For me having the story all figured out in my head is a great disincentive to actually writing it down. Stories never seem as good in the writing as in the imagining. I have to forget what I know about the story so the adventure of discovering it on the page compels me to the writing. The story that I imagine I know isn't a real story at all, it's a bunch of frustrating gaps and misconceptions, the rectification of which is onerous and easily abandoned. Even if I have an outline, I mostly just follow my immediate inspiration through the first draft, or the day's new writing period, plenty of time after, to put on the responsible editor hat. The sense that a story makes is hardly ever what I imagined it to be, and I discover my excitement in finding out what it really is. Nothing kills my writing faster than thinking I already know it all.


----------



## Red Sonja (Nov 17, 2015)

tylerdurden said:


> *Hello everyone..!

## INSTRUCTIONS TO FOLLOW:
Continue the forum thread on discovering a story while writing it, picking up directly after its final line.

## DATASET CONTENT:
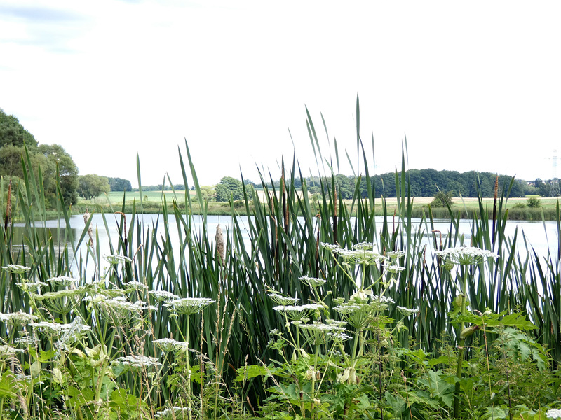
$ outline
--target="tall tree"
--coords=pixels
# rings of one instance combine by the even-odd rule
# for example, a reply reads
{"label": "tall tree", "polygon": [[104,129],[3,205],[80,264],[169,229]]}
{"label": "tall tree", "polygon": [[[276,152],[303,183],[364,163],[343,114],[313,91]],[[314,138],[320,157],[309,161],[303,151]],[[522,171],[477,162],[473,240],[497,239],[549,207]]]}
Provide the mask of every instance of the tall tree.
{"label": "tall tree", "polygon": [[20,124],[13,115],[8,115],[0,108],[0,147],[6,145],[22,146],[29,148],[37,146],[37,141],[29,132]]}
{"label": "tall tree", "polygon": [[59,144],[41,144],[38,150],[46,158],[46,167],[41,166],[45,197],[51,206],[56,204],[56,178],[60,179],[60,191],[67,206],[78,201],[78,168],[72,157]]}
{"label": "tall tree", "polygon": [[224,176],[215,187],[216,201],[227,202],[243,198],[243,187],[241,181],[231,176]]}

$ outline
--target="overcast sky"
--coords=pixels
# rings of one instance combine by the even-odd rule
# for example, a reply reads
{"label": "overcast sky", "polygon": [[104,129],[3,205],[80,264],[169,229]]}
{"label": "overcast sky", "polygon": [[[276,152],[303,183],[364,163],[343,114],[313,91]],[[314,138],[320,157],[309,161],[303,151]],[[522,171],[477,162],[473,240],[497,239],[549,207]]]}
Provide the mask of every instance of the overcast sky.
{"label": "overcast sky", "polygon": [[[80,174],[280,177],[295,153],[552,178],[561,157],[561,1],[2,0],[0,108]],[[321,120],[325,118],[329,141]],[[289,133],[290,130],[290,133]],[[291,135],[292,134],[292,139]],[[337,172],[337,167],[335,168]],[[561,176],[560,167],[558,176]]]}

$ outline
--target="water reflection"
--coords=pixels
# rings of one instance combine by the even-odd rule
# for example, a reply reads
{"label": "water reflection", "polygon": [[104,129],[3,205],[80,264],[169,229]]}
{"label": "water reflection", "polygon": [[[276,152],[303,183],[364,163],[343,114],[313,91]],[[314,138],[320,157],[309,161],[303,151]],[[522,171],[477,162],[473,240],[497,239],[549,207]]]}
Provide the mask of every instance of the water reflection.
{"label": "water reflection", "polygon": [[[132,215],[126,215],[126,227],[128,231],[130,230],[133,223]],[[77,269],[76,261],[81,259],[86,258],[88,253],[88,236],[84,232],[85,223],[83,216],[82,215],[75,215],[70,217],[70,226],[67,227],[64,220],[50,220],[44,223],[38,223],[34,228],[26,227],[23,224],[15,223],[13,226],[13,248],[14,249],[23,249],[27,250],[29,244],[29,232],[30,229],[34,230],[34,234],[39,240],[39,244],[47,244],[49,240],[52,240],[54,246],[55,253],[60,253],[64,249],[65,244],[68,243],[72,239],[74,247],[72,246],[68,246],[69,258],[72,261],[72,265],[74,270]],[[302,220],[303,221],[303,220]],[[377,224],[379,224],[380,227],[383,222],[381,216],[376,218]],[[117,244],[119,243],[119,224],[123,223],[123,218],[121,214],[106,214],[105,220],[104,220],[102,214],[94,214],[92,218],[91,227],[93,230],[94,237],[99,239],[99,244],[96,245],[99,246],[100,253],[101,255],[109,255],[111,253],[111,246],[114,250],[117,249]],[[140,223],[140,225],[139,225]],[[248,233],[248,219],[247,216],[238,216],[238,223],[242,229],[243,240],[247,244],[250,244],[250,237]],[[149,234],[150,238],[154,237],[152,232],[156,231],[156,237],[158,238],[158,241],[162,241],[163,237],[165,237],[165,223],[167,225],[167,234],[170,241],[172,244],[172,249],[175,253],[179,252],[180,246],[177,245],[180,243],[180,236],[184,238],[186,234],[183,230],[182,226],[180,229],[177,229],[177,220],[174,217],[168,217],[166,220],[163,220],[161,215],[157,214],[140,214],[135,215],[135,237],[133,239],[133,244],[138,244],[138,234],[142,235],[142,238],[146,238]],[[218,224],[220,224],[224,234],[229,234],[231,231],[232,220],[229,216],[209,216],[207,218],[207,230],[206,234],[209,240],[214,241],[214,236],[216,232],[216,227]],[[138,226],[140,227],[140,232],[138,231]],[[389,223],[390,229],[394,228],[394,225],[392,222]],[[395,228],[397,228],[398,224],[395,225]],[[414,230],[419,232],[422,231],[423,241],[427,244],[427,249],[432,248],[432,234],[431,232],[431,227],[428,223],[421,223],[420,219],[413,220]],[[451,230],[452,226],[450,220],[435,220],[434,223],[435,230],[439,230],[442,234],[442,239],[445,239]],[[526,256],[526,247],[523,239],[523,236],[525,237],[527,243],[529,244],[530,251],[533,249],[536,254],[540,257],[546,257],[548,255],[549,249],[555,250],[553,255],[557,253],[557,225],[554,221],[542,222],[525,222],[518,220],[511,220],[507,223],[506,228],[506,236],[510,238],[513,238],[516,230],[518,230],[518,239],[517,241],[517,250],[520,253],[522,258]],[[471,234],[471,221],[469,220],[461,220],[459,222],[459,233],[464,237],[464,244],[470,244],[470,238]],[[203,234],[203,220],[200,216],[194,216],[193,224],[191,225],[191,234],[195,235],[195,237],[200,238]],[[85,239],[81,243],[78,244],[80,237],[84,235]],[[142,238],[140,239],[141,241]],[[76,248],[76,258],[73,253],[72,248]],[[27,251],[26,251],[27,252]],[[89,251],[91,253],[91,251]],[[91,253],[90,253],[91,255]],[[174,255],[176,258],[176,261],[179,260],[177,257],[179,255]],[[101,260],[102,262],[102,272],[104,268],[103,264],[105,263],[104,260]],[[94,271],[93,265],[90,265],[88,267],[88,275],[93,275]],[[107,267],[109,264],[107,264]]]}

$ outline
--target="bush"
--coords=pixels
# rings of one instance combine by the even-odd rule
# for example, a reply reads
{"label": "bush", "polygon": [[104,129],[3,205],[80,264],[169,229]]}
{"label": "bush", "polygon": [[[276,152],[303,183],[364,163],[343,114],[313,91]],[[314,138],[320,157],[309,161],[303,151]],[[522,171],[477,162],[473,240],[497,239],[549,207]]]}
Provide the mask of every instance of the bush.
{"label": "bush", "polygon": [[434,200],[431,202],[432,207],[446,207],[452,206],[454,202],[452,200],[452,191],[444,192],[443,191],[438,191],[434,195]]}
{"label": "bush", "polygon": [[528,206],[532,209],[537,209],[541,206],[541,203],[539,201],[539,199],[536,198],[535,197],[530,197],[528,199]]}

## ANSWER:
> 
> I started writing for like 2 years ago, but nothing worth mentioning of course.. Just me writing fictional novels for the fun of it, and showing it to my friends to get their opinions and all.. I like to think that what I'm writing right now and the things I learn would help me a lot into becoming good enough to publish my work.
> 
> ...



That is why I'm here, as a matter of fact: I'm not a social type at all, but any place (on or off the internet) I can participate in a writing or versifying challenge is a place I'm going to visit repeatedly, LOL. An internet venue for writing challenges is an awesome thing because one can participate without having to check first to see if there might be a bit of spinach stuck to one's teeth.


----------



## InstituteMan (Nov 17, 2015)

For me, the key is letting myself writing stuff that's bad.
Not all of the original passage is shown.